AIM OF THE TASK: Copy the forum thread on dividing by zero, starting with "AKG, good point." and going on through "addition, or multiplication).", and switch "strange topic" to "odd subject".

SELECTED TEXT:
^^^^

# (x/0) / (x/0) = 1

1. Jul 6, 2005

### eNathan

I have came up with this conclusion after considering division by zero as being "un-defined".

$$\frac {1/0} {1/0} = 1$$
Or maybe
$$\frac {1/0} {1/0} = undefined$$
I choose the former

2. Jul 6, 2005

### AKG

It's the latter. 1/0 is undefined, so it's certainly wrong that:

(meaningless symbol)/(meaningless symbol) = 1

Division is not defined for meaningless symbols, so there's no way to compute the quotient, let alone compute that it is 1.

3. Jul 6, 2005

### eNathan

Is there any reason, mathematicly, however, that undefined / undefined <> 1?

I mean 1/0 is undefined, but so is "x", but we all know x/x = 1 even though we dont know the value of x. Maybe my definition of "undefined" is wrong though :tongue:

4. Jul 6, 2005

### AKG

I'm guessing you don't know what undefined means. Tell me, is a;kljdfa;lkjasdf greater than ;kljasdf;kljsdf? Does that previous question even make sense? No, it doesn't. x is a variable, and it's value is unknown or unspecified, not undefined. x stands for a number, and normally, we want to figure out what the number is by solving for x. 1/0 does not stand for any number. Division is an operation defined on numbers, so elephant/rhinoceros doesn't make sense. Similarly, (1/0)/(1/0) doesn't make sense, since 1/0 is not a number.

5. Jul 6, 2005

### Icebreaker

I'm assuming that you think (1/0)/(1/0) is 1 because by inverse multiplication, it is equal to (1/0)*(0/1) and the 0's somehow cancel out. You're assuming, of course, that 0/0 = 1.

6. Jul 6, 2005

### lurflurf

If one were being carefull one would say something like
x/x=1 when x is an elements of some division algebra and x is not zero.
0/0 is undefined as is 1/0
it must be because 0 has the property
0x=0 for all x
thus if we attempt to define
1/0
0(1/0)=0
but the whole point of defining 1/0 was so that0(1/0) was not 0
so no definition could be consistient.

7. Jul 6, 2005

### eNathan

AKG, good point. I was thinking that perhaps 1/0 had a value that is never known or something, which I did not belive, I was just woundering.

While we are on this strange topic, what about
inf / inf = 1
Therefore inf - inf = 0
eh?

8. Jul 6, 2005

### AKG

Division is also not defined for infinity, neither is subtraction (or addition, or multiplication).

9. Jul 6, 2005

### DaveC426913

As AKG points out, $$\infty$$ is a mathematical concept; it is not a number, thus cannot be used as one in arithmetical operations.

^^^^

COLLECTED DATA:

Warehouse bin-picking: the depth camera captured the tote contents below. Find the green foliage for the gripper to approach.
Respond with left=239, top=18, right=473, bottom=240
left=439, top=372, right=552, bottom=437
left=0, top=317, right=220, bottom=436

^^^^

RESULT:
AKG, good point. I was thinking that perhaps 1/0 had a value that is never known or something, which I did not belive, I was just woundering.

While we are on this odd subject, what about
inf / inf = 1
Therefore inf - inf = 0
eh?

8. Jul 6, 2005

### AKG

Division is also not defined for infinity, neither is subtraction (or addition, or multiplication).